As estórias de ficção, que provavelmente começaram a ser contadas ao redor de uma fogueira há milhares de anos, encontraram refúgio na literatura e no teatro até cair nas garras envolventes da linguagem do cinema e mais tarde da tela pequena da televisão. A ficção na TV se apresenta com estórias, mais ou menos longas, quase sempre fracionadas, criadas por um ou mais autores, e representadas por atores, diretores e técnicos especializados na arte e na prática da linguagem televisual.

 


A TV brasileira sempre importou programas prontos e formatos de emissoras hegemônicas instaladas pelo mundo afora, mas, paralelamente investiu de maneira constante em estrutura material e recursos humanos voltados à produção de programas nacionais. Na teledramaturgia a produção da Rede Globo ganha destaque com sua linguagem própria para fazer telenovelas e competir no mercado internacional com suas minisséries e seriados que ganharam projeção mundial. Não é raro ler e ouvir a afirmação de que o êxito comercial de nossa produção para a TV está na ficção. No entanto, o estudo e a prática da dramaturgia de televisão exige do profissional e do estudante um repertório teórico e prático interdisciplinar. Dado que a ficção de TV utiliza-se de toda a experiência do cinema, do rádio, do teatro, e da própria tradição literária.

(Dados extraídos de uma coleção)
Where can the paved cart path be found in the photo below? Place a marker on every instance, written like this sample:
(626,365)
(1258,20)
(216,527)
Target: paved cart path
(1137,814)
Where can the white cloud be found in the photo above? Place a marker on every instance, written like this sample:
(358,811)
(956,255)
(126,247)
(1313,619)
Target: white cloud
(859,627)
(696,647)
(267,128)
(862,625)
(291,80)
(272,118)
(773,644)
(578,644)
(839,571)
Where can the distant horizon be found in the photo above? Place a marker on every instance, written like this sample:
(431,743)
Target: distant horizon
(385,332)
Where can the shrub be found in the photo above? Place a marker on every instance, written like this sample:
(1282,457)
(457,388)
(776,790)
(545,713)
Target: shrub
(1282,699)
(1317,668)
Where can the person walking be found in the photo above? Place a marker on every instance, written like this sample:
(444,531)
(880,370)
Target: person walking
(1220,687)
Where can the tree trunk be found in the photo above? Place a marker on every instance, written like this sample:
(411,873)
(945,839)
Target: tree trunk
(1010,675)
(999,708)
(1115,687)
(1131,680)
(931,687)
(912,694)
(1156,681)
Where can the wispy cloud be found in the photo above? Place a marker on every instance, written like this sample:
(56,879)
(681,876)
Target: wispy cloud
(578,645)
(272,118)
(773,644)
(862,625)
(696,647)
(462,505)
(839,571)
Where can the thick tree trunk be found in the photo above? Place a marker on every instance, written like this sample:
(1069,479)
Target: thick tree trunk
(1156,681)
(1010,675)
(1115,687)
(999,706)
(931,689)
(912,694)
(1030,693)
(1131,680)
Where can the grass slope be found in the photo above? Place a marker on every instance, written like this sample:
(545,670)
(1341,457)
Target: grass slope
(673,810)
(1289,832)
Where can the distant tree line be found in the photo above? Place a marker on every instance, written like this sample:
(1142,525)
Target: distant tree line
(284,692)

TAREFAS A CUMPRIR ::
1) Responda com base no texto sobre ficção na TV:
(a) Onde as estórias de ficção encontraram refúgio antes de chegar ao cinema?
(b) Que emissora ganha destaque na teledramaturgia brasileira?
(c) De que experiências a ficção de TV se utiliza, segundo a última frase?
2) Traduza para o inglês esta frase do texto sobre ficção na TV: "Não é raro ler e ouvir a afirmação de que o êxito comercial de nossa produção para a TV está na ficção."

RESULTADOS POR TAREFA ::
1)
(a) Na literatura e no teatro.
(b) A Rede Globo.
(c) Da experiência do cinema, do rádio e do teatro, e da própria tradição literária.

2) It is not unusual to read and hear the claim that the commercial success of our TV production lies in fiction.